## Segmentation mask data

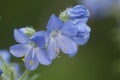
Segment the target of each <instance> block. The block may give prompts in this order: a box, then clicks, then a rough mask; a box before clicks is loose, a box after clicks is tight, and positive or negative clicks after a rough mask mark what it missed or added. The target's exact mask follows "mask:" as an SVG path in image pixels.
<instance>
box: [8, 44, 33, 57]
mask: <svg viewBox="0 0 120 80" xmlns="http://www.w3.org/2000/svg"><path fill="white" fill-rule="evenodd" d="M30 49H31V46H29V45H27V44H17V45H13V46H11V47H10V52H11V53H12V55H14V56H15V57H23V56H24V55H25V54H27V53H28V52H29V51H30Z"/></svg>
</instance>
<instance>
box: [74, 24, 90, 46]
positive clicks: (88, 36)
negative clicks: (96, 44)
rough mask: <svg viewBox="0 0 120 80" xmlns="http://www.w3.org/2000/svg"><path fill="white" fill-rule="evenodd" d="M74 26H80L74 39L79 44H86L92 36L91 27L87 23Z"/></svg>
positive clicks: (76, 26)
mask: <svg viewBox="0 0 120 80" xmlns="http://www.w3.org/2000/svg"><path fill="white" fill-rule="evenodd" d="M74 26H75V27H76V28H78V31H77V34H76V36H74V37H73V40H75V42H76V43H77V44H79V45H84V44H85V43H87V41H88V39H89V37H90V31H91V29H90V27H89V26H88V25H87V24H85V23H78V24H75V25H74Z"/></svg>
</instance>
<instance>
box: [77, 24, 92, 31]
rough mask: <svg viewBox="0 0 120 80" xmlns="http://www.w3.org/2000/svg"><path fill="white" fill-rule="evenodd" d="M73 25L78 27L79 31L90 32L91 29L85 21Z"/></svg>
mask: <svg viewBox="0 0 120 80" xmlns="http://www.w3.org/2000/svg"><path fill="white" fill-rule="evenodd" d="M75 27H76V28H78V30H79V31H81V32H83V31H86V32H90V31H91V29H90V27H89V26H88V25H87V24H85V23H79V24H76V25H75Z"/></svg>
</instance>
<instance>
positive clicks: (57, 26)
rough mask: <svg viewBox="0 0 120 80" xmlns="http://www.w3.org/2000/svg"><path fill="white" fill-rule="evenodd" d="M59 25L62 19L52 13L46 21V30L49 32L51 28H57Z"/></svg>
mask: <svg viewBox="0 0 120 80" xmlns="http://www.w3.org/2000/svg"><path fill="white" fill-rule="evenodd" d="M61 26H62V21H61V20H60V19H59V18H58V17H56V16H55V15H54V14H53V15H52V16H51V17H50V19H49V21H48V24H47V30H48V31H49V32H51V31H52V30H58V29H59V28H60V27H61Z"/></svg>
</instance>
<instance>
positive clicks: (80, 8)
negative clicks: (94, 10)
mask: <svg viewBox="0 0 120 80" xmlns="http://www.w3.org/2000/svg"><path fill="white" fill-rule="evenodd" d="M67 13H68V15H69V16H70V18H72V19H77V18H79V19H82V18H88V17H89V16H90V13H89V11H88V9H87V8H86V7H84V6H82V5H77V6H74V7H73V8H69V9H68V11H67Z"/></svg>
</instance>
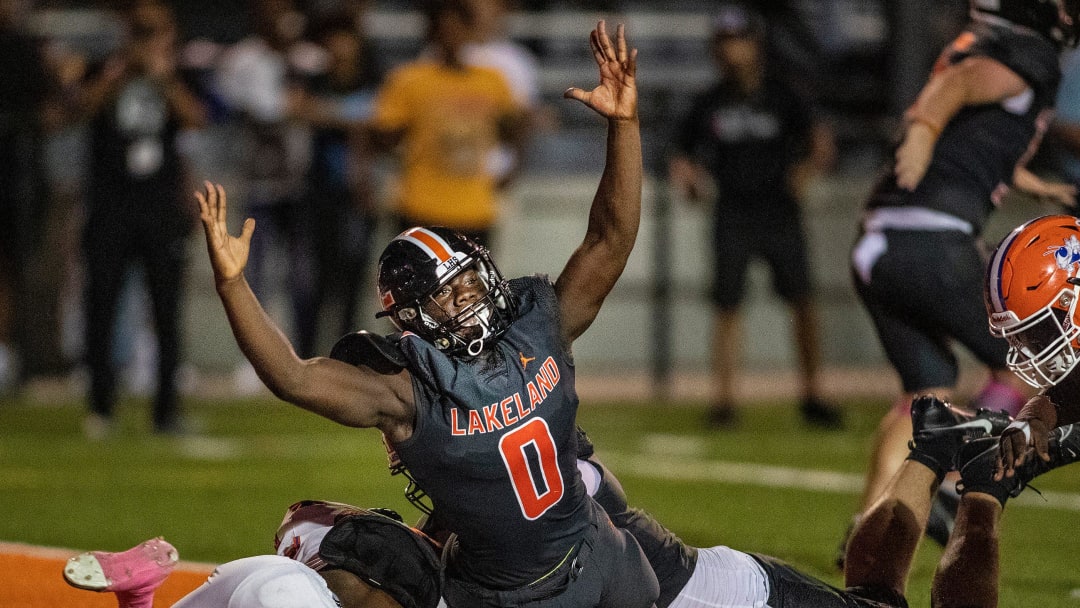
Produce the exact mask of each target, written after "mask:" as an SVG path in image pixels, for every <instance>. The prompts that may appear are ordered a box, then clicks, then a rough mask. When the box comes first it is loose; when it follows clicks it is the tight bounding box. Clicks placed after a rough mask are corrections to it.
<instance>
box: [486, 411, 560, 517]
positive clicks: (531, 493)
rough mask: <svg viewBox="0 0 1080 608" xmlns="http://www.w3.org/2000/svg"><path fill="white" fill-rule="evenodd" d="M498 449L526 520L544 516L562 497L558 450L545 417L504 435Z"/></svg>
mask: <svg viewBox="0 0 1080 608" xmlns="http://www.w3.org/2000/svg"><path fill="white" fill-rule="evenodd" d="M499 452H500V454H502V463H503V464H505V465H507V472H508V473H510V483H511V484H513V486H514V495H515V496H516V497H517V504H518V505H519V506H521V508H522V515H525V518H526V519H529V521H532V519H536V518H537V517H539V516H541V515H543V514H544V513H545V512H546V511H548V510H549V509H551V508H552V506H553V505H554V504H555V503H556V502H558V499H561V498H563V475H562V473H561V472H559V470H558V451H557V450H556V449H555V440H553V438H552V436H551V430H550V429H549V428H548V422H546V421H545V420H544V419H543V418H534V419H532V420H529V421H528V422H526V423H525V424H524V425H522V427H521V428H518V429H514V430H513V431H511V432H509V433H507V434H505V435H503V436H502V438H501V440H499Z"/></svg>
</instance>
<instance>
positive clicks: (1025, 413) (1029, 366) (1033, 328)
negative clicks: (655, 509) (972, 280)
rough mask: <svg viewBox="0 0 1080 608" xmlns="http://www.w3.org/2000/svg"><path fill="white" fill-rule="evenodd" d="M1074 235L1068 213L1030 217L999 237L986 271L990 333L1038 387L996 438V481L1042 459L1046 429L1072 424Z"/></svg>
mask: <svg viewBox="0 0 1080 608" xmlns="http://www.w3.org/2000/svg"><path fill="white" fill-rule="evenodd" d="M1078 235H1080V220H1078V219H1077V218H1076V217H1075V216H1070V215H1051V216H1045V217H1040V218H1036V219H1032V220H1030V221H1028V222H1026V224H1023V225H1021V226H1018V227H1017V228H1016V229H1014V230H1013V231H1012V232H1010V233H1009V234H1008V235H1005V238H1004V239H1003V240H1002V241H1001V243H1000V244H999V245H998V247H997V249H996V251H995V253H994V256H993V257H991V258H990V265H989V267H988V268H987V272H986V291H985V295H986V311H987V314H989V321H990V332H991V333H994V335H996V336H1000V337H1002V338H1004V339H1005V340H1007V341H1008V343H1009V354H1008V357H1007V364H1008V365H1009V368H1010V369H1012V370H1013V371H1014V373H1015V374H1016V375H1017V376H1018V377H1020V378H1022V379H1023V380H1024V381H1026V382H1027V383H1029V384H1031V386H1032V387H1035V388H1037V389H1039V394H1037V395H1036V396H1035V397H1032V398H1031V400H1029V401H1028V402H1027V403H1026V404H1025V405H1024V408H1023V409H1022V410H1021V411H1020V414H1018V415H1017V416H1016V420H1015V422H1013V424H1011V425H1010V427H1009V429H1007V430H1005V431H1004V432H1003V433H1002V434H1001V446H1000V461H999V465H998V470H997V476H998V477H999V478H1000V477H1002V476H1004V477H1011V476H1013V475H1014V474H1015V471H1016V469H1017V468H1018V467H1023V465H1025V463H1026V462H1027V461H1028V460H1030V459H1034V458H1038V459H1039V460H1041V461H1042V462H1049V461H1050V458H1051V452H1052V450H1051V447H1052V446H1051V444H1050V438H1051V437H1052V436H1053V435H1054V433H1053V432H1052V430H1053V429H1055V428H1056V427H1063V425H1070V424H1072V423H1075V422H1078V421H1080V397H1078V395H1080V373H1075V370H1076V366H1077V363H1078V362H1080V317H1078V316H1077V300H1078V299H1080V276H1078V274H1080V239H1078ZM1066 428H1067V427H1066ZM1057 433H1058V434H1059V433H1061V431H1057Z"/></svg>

## Your instructions
Each entry should come back exactly as written, with its pictures omitted.

## Response to the task
Segment the target of each <instance> block. The block may give prompts in this order: a box, then clicks, then a rough mask; a box before clicks is loose, a box after clicks is tight, and positive or negative clicks after a rough mask mark what it missed or added. The target's exact mask follows "mask:" as an SVG path in image pixels.
<instance>
box: [8, 44, 33, 57]
mask: <svg viewBox="0 0 120 80" xmlns="http://www.w3.org/2000/svg"><path fill="white" fill-rule="evenodd" d="M30 49H31V46H29V45H27V44H17V45H13V46H11V47H10V52H11V53H12V55H14V56H15V57H23V56H24V55H25V54H27V53H28V52H29V51H30Z"/></svg>
</instance>
<instance>
box: [74, 24, 90, 46]
positive clicks: (88, 36)
negative clicks: (96, 44)
rough mask: <svg viewBox="0 0 120 80" xmlns="http://www.w3.org/2000/svg"><path fill="white" fill-rule="evenodd" d="M74 26H80L74 39L79 44H86L92 36L91 27L87 23Z"/></svg>
positive clicks: (76, 26)
mask: <svg viewBox="0 0 120 80" xmlns="http://www.w3.org/2000/svg"><path fill="white" fill-rule="evenodd" d="M74 26H75V27H76V28H78V31H77V34H76V36H74V37H73V40H75V42H76V43H77V44H79V45H84V44H85V43H87V41H88V39H89V37H90V31H91V29H90V27H89V26H88V25H87V24H85V23H78V24H75V25H74Z"/></svg>
</instance>
<instance>
box: [77, 24, 92, 31]
rough mask: <svg viewBox="0 0 120 80" xmlns="http://www.w3.org/2000/svg"><path fill="white" fill-rule="evenodd" d="M73 25L78 27L79 31L90 32L91 29L85 21Z"/></svg>
mask: <svg viewBox="0 0 120 80" xmlns="http://www.w3.org/2000/svg"><path fill="white" fill-rule="evenodd" d="M75 27H76V28H78V30H79V31H81V32H83V31H86V32H90V31H91V29H90V27H89V26H88V25H87V24H85V23H79V24H76V25H75Z"/></svg>
</instance>
<instance>
positive clicks: (57, 26)
rough mask: <svg viewBox="0 0 120 80" xmlns="http://www.w3.org/2000/svg"><path fill="white" fill-rule="evenodd" d="M59 25L62 19L52 13L46 21V30L49 32L51 28H57Z"/></svg>
mask: <svg viewBox="0 0 120 80" xmlns="http://www.w3.org/2000/svg"><path fill="white" fill-rule="evenodd" d="M61 26H62V21H61V20H60V19H59V18H58V17H56V16H55V15H54V14H53V15H52V16H51V17H50V19H49V21H48V24H47V30H48V31H49V32H51V31H52V30H58V29H59V28H60V27H61Z"/></svg>
</instance>
<instance>
positive clicks: (80, 8)
negative clicks: (94, 10)
mask: <svg viewBox="0 0 120 80" xmlns="http://www.w3.org/2000/svg"><path fill="white" fill-rule="evenodd" d="M67 13H68V15H69V16H70V18H72V19H77V18H79V19H82V18H88V17H89V16H90V13H89V11H88V9H87V8H86V7H84V6H82V5H77V6H74V7H73V8H69V9H68V11H67Z"/></svg>
</instance>
Produce the exact mask of each target, written after "mask:" as an SVG path in image pixels, for every <instance>. The prompts that may appear are ordered a box, then clicks, then a rough mask. When the box comes first it is loose; when it follows clicks it is the tight bounding box. Clicks placed after a rough mask are corrections to it.
<instance>
box: [486, 411, 560, 517]
positive clicks: (531, 493)
rough mask: <svg viewBox="0 0 1080 608" xmlns="http://www.w3.org/2000/svg"><path fill="white" fill-rule="evenodd" d="M498 449L526 520L544 516L562 497L558 450L545 417L504 435Z"/></svg>
mask: <svg viewBox="0 0 1080 608" xmlns="http://www.w3.org/2000/svg"><path fill="white" fill-rule="evenodd" d="M499 452H500V454H502V463H503V464H505V465H507V472H508V473H510V483H511V484H513V486H514V495H515V496H516V497H517V504H518V505H519V506H521V508H522V515H525V518H526V519H529V521H532V519H536V518H537V517H539V516H541V515H543V514H544V513H545V512H546V511H548V510H549V509H551V508H552V506H553V505H554V504H555V503H556V502H558V499H561V498H563V475H562V473H561V472H559V470H558V451H557V450H556V449H555V440H553V438H552V436H551V430H550V429H549V428H548V422H546V421H545V420H544V419H543V418H534V419H532V420H529V421H528V422H526V423H525V424H524V425H522V427H521V428H518V429H514V430H513V431H511V432H509V433H507V434H505V435H503V436H502V438H501V440H499Z"/></svg>
</instance>
<instance>
positive clicks: (1025, 413) (1029, 366) (1033, 328)
negative clicks: (655, 509) (972, 280)
rough mask: <svg viewBox="0 0 1080 608" xmlns="http://www.w3.org/2000/svg"><path fill="white" fill-rule="evenodd" d="M1074 235L1068 213L1030 217L999 237L986 271L990 333L1038 387L996 438V481L1042 459L1046 429L1072 424Z"/></svg>
mask: <svg viewBox="0 0 1080 608" xmlns="http://www.w3.org/2000/svg"><path fill="white" fill-rule="evenodd" d="M1078 235H1080V220H1078V219H1077V218H1076V217H1075V216H1070V215H1051V216H1045V217H1040V218H1036V219H1032V220H1030V221H1028V222H1026V224H1023V225H1021V226H1018V227H1017V228H1016V229H1014V230H1013V231H1012V232H1010V233H1009V234H1008V235H1005V238H1004V239H1003V240H1002V241H1001V243H1000V244H999V245H998V247H997V249H996V251H995V253H994V256H993V257H991V258H990V265H989V267H988V268H987V272H986V291H985V295H986V311H987V314H989V321H990V332H991V333H994V335H996V336H1000V337H1002V338H1004V339H1005V340H1007V341H1008V343H1009V354H1008V357H1007V364H1008V365H1009V368H1010V369H1012V370H1013V371H1014V373H1015V374H1016V375H1017V376H1018V377H1020V378H1022V379H1023V380H1024V381H1026V382H1027V383H1029V384H1031V386H1032V387H1035V388H1037V389H1039V394H1037V395H1036V396H1035V397H1032V398H1031V400H1029V401H1028V402H1027V403H1026V404H1025V405H1024V408H1023V409H1022V410H1021V411H1020V414H1018V415H1017V416H1016V420H1015V422H1013V424H1011V425H1010V427H1009V429H1007V430H1005V431H1004V432H1003V433H1002V434H1001V446H1000V461H999V465H998V470H997V476H998V477H999V478H1000V477H1002V476H1004V477H1011V476H1013V475H1014V474H1015V471H1016V469H1017V468H1018V467H1023V465H1025V463H1026V462H1027V461H1028V460H1030V459H1034V458H1038V459H1039V460H1041V461H1042V462H1049V461H1050V458H1051V452H1052V450H1051V447H1052V446H1051V444H1050V438H1051V437H1052V436H1053V435H1054V433H1053V432H1052V430H1053V429H1055V428H1056V427H1063V425H1070V424H1072V423H1075V422H1078V421H1080V397H1078V395H1080V373H1075V370H1076V366H1077V363H1078V362H1080V317H1078V316H1077V300H1078V299H1080V276H1078V274H1080V239H1078ZM1066 428H1067V427H1066ZM1057 433H1058V434H1059V433H1061V431H1057Z"/></svg>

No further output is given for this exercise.